### [Work to be completed]
Copy out the records verbatim, from the line that contains "# point at: stoneware bowl (one per instance)" down to the end of the records, both included.

··· Data for the task ···

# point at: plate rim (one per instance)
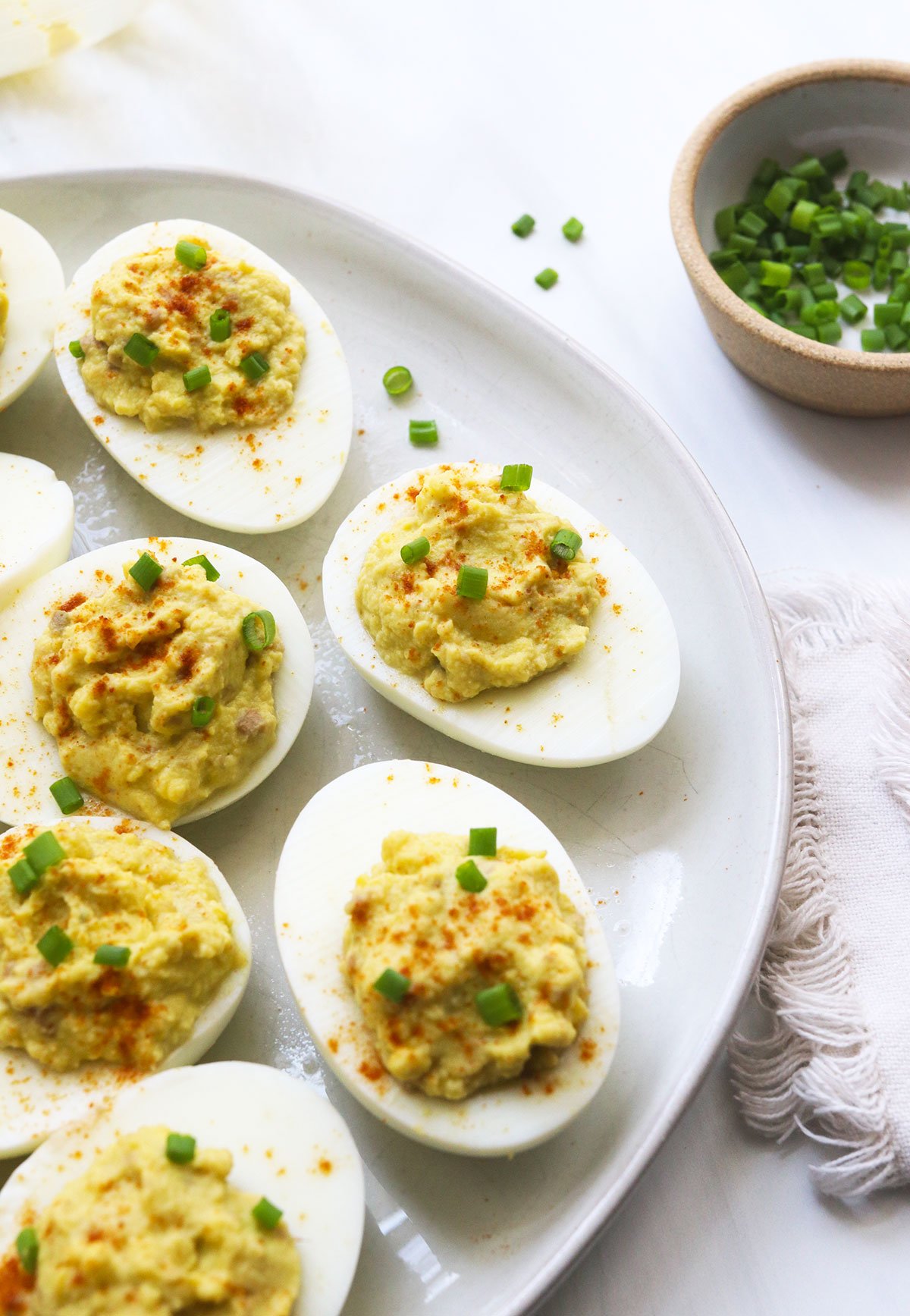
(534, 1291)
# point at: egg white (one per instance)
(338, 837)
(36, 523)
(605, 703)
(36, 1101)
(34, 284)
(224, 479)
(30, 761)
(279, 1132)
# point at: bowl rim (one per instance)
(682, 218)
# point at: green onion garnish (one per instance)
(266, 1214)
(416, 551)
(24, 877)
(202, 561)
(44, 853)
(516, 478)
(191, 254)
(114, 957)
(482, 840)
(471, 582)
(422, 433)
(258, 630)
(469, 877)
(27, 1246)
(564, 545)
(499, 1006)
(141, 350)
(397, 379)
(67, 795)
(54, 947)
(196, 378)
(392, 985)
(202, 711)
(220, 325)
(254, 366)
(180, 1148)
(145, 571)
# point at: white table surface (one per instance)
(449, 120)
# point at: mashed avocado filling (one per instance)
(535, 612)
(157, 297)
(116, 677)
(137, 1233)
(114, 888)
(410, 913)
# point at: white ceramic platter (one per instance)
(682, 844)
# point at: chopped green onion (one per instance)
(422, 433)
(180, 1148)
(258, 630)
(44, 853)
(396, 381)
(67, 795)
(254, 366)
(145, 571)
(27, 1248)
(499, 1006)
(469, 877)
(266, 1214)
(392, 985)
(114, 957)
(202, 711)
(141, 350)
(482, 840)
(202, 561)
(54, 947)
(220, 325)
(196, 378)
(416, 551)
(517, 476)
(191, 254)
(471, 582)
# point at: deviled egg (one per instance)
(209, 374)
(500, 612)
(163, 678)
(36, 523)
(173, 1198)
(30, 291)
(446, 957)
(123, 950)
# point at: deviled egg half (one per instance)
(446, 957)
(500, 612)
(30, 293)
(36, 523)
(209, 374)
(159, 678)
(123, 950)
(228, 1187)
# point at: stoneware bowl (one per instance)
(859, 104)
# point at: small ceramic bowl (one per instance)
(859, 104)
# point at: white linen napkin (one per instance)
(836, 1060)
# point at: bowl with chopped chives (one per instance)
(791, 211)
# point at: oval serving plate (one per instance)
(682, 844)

···

### [Reply to the task]
# point at: stoneware bowl (one per instance)
(859, 104)
# point at: small ceramic bowl (one per instance)
(859, 104)
# point at: white linen napkin (one per instance)
(836, 1060)
# point at: bowl with chopped chives (one per instance)
(791, 211)
# point at: oval serving plate (one per instance)
(682, 844)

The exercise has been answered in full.